- _GIVEN DATA_:
—————

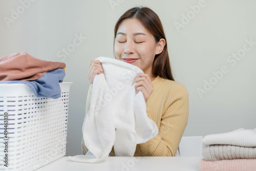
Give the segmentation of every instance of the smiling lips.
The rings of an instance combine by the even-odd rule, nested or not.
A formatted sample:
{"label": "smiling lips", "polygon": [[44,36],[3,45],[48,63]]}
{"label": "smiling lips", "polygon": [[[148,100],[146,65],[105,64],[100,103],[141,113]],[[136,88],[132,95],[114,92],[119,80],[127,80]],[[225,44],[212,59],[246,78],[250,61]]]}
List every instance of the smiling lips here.
{"label": "smiling lips", "polygon": [[127,63],[133,63],[136,61],[138,59],[136,58],[123,58],[123,60],[124,62]]}

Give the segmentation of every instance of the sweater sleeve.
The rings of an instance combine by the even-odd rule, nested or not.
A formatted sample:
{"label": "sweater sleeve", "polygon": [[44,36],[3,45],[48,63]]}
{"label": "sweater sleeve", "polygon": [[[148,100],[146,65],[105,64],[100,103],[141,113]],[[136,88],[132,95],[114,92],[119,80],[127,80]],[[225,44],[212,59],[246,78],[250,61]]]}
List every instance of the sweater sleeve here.
{"label": "sweater sleeve", "polygon": [[[88,113],[90,109],[90,102],[91,100],[91,95],[92,94],[92,89],[93,87],[93,84],[91,84],[89,87],[89,90],[88,90],[88,93],[87,94],[87,98],[86,100],[86,116]],[[81,142],[82,145],[82,152],[83,155],[86,155],[87,152],[88,152],[88,149],[84,145],[84,141],[83,141],[83,139],[82,138],[82,141]]]}
{"label": "sweater sleeve", "polygon": [[163,108],[158,134],[140,144],[143,156],[175,156],[188,118],[188,93],[184,85],[171,91]]}

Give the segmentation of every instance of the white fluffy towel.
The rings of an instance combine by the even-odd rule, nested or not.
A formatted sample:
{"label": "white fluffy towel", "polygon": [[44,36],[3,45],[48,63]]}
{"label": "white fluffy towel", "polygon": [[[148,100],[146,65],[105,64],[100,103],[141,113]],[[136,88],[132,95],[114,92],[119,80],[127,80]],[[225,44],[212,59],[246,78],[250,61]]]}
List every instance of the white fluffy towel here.
{"label": "white fluffy towel", "polygon": [[240,128],[232,132],[208,135],[202,140],[205,144],[231,145],[247,147],[256,147],[256,129]]}
{"label": "white fluffy towel", "polygon": [[136,94],[136,84],[132,85],[143,71],[114,58],[100,56],[96,60],[101,63],[103,72],[94,78],[90,107],[82,125],[89,152],[86,155],[69,156],[73,161],[104,160],[113,145],[116,156],[133,156],[137,144],[158,134],[156,123],[147,116],[142,92]]}

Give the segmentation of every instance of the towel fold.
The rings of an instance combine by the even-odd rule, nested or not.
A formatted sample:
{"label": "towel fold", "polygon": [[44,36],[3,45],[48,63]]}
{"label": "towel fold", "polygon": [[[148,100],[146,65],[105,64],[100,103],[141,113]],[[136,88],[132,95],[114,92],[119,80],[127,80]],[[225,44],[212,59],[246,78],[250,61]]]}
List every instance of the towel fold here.
{"label": "towel fold", "polygon": [[238,159],[256,159],[256,147],[244,147],[229,145],[206,145],[203,147],[206,161]]}
{"label": "towel fold", "polygon": [[200,171],[255,171],[256,159],[222,160],[215,161],[202,160]]}
{"label": "towel fold", "polygon": [[230,132],[206,135],[202,140],[205,144],[232,145],[248,147],[256,147],[256,129],[241,128]]}
{"label": "towel fold", "polygon": [[69,156],[74,161],[103,160],[113,145],[116,156],[133,156],[137,144],[158,133],[156,123],[147,116],[142,92],[136,94],[135,84],[132,85],[143,71],[116,59],[101,56],[96,59],[101,63],[103,72],[94,78],[90,108],[82,128],[84,144],[95,158]]}
{"label": "towel fold", "polygon": [[24,52],[14,53],[0,58],[0,81],[34,80],[65,67],[65,63],[38,59]]}

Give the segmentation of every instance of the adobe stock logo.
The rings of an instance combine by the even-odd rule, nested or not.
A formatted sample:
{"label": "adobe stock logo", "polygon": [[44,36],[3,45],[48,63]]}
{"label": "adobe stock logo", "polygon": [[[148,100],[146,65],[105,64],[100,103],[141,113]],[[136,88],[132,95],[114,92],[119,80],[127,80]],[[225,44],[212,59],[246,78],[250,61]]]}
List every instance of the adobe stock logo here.
{"label": "adobe stock logo", "polygon": [[10,24],[11,23],[14,23],[14,22],[19,18],[20,15],[23,14],[26,9],[28,9],[31,5],[31,3],[33,3],[35,2],[36,0],[24,0],[19,1],[19,3],[21,5],[17,7],[16,10],[14,10],[13,8],[11,9],[12,13],[11,14],[11,18],[5,16],[4,19],[5,20],[6,25],[9,28],[10,27]]}
{"label": "adobe stock logo", "polygon": [[[230,63],[232,67],[235,66],[238,61],[241,60],[242,58],[245,55],[246,52],[250,51],[256,45],[256,42],[252,41],[252,38],[250,38],[249,40],[245,39],[244,41],[245,43],[244,44],[242,48],[239,49],[237,53],[232,53],[232,54],[227,57],[227,62]],[[203,88],[198,88],[197,89],[197,92],[200,98],[202,98],[204,94],[206,94],[211,90],[213,86],[217,84],[218,81],[223,78],[224,74],[229,72],[229,69],[226,65],[222,66],[220,71],[212,71],[211,73],[214,76],[209,79],[209,81],[206,79],[204,80],[204,85]]]}

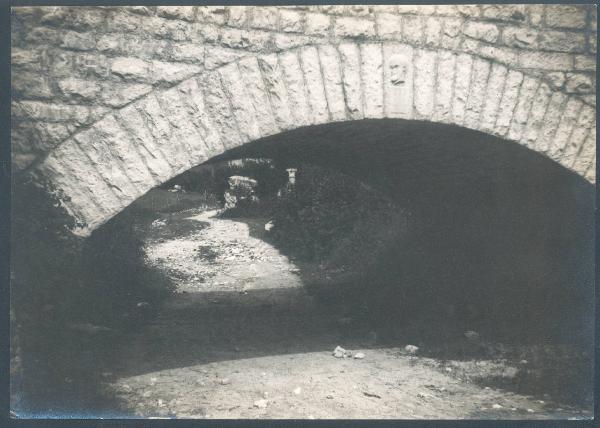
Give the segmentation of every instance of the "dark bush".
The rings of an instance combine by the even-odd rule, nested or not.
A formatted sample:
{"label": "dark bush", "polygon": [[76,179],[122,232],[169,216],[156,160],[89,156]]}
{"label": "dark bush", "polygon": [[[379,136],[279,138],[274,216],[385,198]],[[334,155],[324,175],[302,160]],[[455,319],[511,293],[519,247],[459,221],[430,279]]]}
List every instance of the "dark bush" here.
{"label": "dark bush", "polygon": [[302,165],[291,192],[273,213],[273,239],[307,262],[371,265],[405,232],[405,214],[362,182],[335,171]]}

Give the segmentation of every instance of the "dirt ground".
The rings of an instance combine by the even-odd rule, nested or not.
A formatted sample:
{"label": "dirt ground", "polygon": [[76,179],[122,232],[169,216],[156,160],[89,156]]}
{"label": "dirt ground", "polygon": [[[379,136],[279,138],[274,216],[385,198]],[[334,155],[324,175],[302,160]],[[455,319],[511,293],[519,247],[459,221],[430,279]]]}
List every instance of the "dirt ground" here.
{"label": "dirt ground", "polygon": [[[104,391],[157,418],[587,419],[511,384],[534,361],[431,357],[383,343],[303,287],[298,266],[249,224],[216,211],[160,215],[143,230],[147,263],[175,293],[115,350]],[[336,358],[334,348],[350,352]],[[355,358],[362,353],[363,358]]]}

—————

- _YOUR OBJECTIVE_:
Repeat the entries exactly and keep the pictures out of the copy.

- _SOLUTION TO THE PROBLEM_:
Give the segmentation of every instance of the smiling lips.
The rings of an instance combine by the even-odd rule, nested or not.
A formatted sample:
{"label": "smiling lips", "polygon": [[44,36],[3,45],[48,63]]}
{"label": "smiling lips", "polygon": [[[148,100],[146,65],[105,64],[100,103],[141,113]],[[136,88],[132,95],[114,92],[119,80],[127,80]],[[225,44],[212,59],[246,78],[250,61]]]}
List every instance of the smiling lips here.
{"label": "smiling lips", "polygon": [[127,63],[133,63],[136,61],[138,59],[136,58],[123,58],[123,60],[124,62]]}

Give the segmentation of every instance of the sweater sleeve.
The rings of an instance combine by the even-odd rule, nested or not.
A formatted sample:
{"label": "sweater sleeve", "polygon": [[44,36],[3,45],[48,63]]}
{"label": "sweater sleeve", "polygon": [[[148,100],[146,65],[105,64],[100,103],[141,113]],[[136,88],[132,95],[114,92],[119,80],[127,80]],[[225,44],[212,59],[246,78],[250,61]]]}
List every instance of the sweater sleeve here.
{"label": "sweater sleeve", "polygon": [[[88,113],[90,109],[90,102],[91,100],[91,95],[92,94],[92,89],[93,87],[93,84],[91,84],[89,87],[89,90],[88,90],[88,93],[87,94],[87,98],[86,100],[86,116]],[[81,142],[82,145],[82,152],[83,155],[86,155],[87,152],[88,152],[88,149],[84,145],[84,141],[83,141],[83,139],[82,138],[82,141]]]}
{"label": "sweater sleeve", "polygon": [[163,108],[158,134],[140,144],[143,156],[175,156],[188,118],[188,93],[184,85],[171,91]]}

Give the segmentation of every instance of the white fluffy towel.
The rings of an instance combine by the even-odd rule, nested or not.
A formatted sample:
{"label": "white fluffy towel", "polygon": [[44,36],[3,45],[48,63]]}
{"label": "white fluffy towel", "polygon": [[[148,100],[146,65],[105,64],[100,103],[141,113]],[[136,88],[132,95],[114,92],[119,80],[127,80]],[[225,44],[212,59],[246,78],[250,61]]]}
List every instance of the white fluffy towel here.
{"label": "white fluffy towel", "polygon": [[240,128],[232,132],[208,135],[202,140],[205,144],[231,145],[247,147],[256,147],[256,129]]}
{"label": "white fluffy towel", "polygon": [[136,94],[136,84],[132,85],[143,71],[114,58],[100,56],[96,60],[101,63],[103,72],[94,78],[90,107],[82,125],[89,152],[86,155],[69,156],[73,161],[104,160],[113,145],[116,156],[133,156],[137,144],[158,134],[156,123],[147,116],[142,92]]}

Give the segmentation of every instance of the towel fold.
The rings of an instance combine by the even-odd rule, nested or not.
A formatted sample:
{"label": "towel fold", "polygon": [[44,36],[3,45],[48,63]]}
{"label": "towel fold", "polygon": [[[148,100],[146,65],[105,64],[100,103],[141,113]],[[136,88],[132,95],[114,92],[119,80],[127,80]],[[225,44],[212,59],[246,78],[250,61]]]}
List every instance of the towel fold here.
{"label": "towel fold", "polygon": [[238,159],[256,159],[256,147],[244,147],[229,145],[206,145],[203,147],[206,161]]}
{"label": "towel fold", "polygon": [[200,171],[255,171],[256,159],[222,160],[215,161],[202,160]]}
{"label": "towel fold", "polygon": [[230,132],[206,135],[202,140],[205,144],[232,145],[248,147],[256,147],[256,129],[241,128]]}
{"label": "towel fold", "polygon": [[69,156],[74,161],[103,160],[113,145],[116,156],[133,156],[137,144],[158,133],[156,123],[147,116],[142,92],[136,94],[135,84],[132,85],[143,71],[116,59],[101,56],[96,59],[101,63],[103,72],[94,78],[90,108],[82,128],[84,144],[95,158]]}
{"label": "towel fold", "polygon": [[24,52],[14,53],[0,58],[0,81],[34,80],[65,67],[65,63],[38,59]]}

Give the segmentation of every instance of the adobe stock logo.
The rings of an instance combine by the even-odd rule, nested or not.
A formatted sample:
{"label": "adobe stock logo", "polygon": [[44,36],[3,45],[48,63]]}
{"label": "adobe stock logo", "polygon": [[[148,100],[146,65],[105,64],[100,103],[141,113]],[[136,88],[132,95],[114,92],[119,80],[127,80]],[[225,44],[212,59],[246,78],[250,61]]]}
List every instance of the adobe stock logo here.
{"label": "adobe stock logo", "polygon": [[10,24],[11,23],[14,23],[14,22],[19,18],[20,15],[23,14],[26,9],[28,9],[31,5],[31,3],[33,3],[35,2],[36,0],[24,0],[19,1],[19,3],[21,5],[17,7],[16,10],[14,10],[13,8],[11,9],[12,13],[11,14],[11,18],[5,16],[4,19],[5,20],[6,25],[9,28],[10,27]]}
{"label": "adobe stock logo", "polygon": [[[230,63],[232,67],[235,66],[238,61],[241,60],[242,58],[245,55],[246,52],[250,51],[256,45],[256,42],[252,41],[252,38],[250,38],[249,40],[245,39],[244,41],[245,43],[244,44],[242,48],[239,49],[237,53],[232,53],[232,54],[227,57],[227,62]],[[203,88],[198,88],[197,89],[197,92],[200,98],[202,98],[204,94],[206,94],[211,90],[213,86],[217,84],[218,81],[223,78],[224,74],[229,72],[229,69],[226,65],[222,66],[220,71],[212,71],[211,73],[214,76],[209,79],[209,81],[206,79],[204,80],[204,85]]]}

Give the segmentation of every instance of the "dark bush".
The rings of an instance combine by the even-odd rule, nested or not.
A formatted sample:
{"label": "dark bush", "polygon": [[76,179],[122,232],[169,216],[156,160],[89,156]]}
{"label": "dark bush", "polygon": [[[379,136],[279,138],[274,216],[385,198]],[[334,155],[324,175],[302,160]],[[455,319],[511,293],[519,247],[459,221],[430,279]]]}
List every instance of the "dark bush" here.
{"label": "dark bush", "polygon": [[302,165],[291,192],[273,213],[273,239],[307,262],[371,265],[405,232],[405,214],[362,182],[335,171]]}

Give the segmentation of every instance of the "dirt ground".
The rings of an instance combine by the even-odd rule, nested or not.
A formatted sample:
{"label": "dirt ground", "polygon": [[76,179],[122,232],[169,216],[156,160],[89,156]]}
{"label": "dirt ground", "polygon": [[[379,136],[279,138],[274,216],[385,198]],[[334,155],[324,175],[302,160]],[[455,319],[511,293],[519,247],[459,221],[430,279]]]}
List every instance of the "dirt ground" here.
{"label": "dirt ground", "polygon": [[[104,391],[157,418],[587,419],[511,384],[534,361],[431,357],[383,343],[303,287],[298,266],[249,224],[216,211],[160,215],[143,230],[147,263],[175,293],[115,350]],[[336,358],[334,348],[350,352]],[[355,358],[362,353],[363,358]]]}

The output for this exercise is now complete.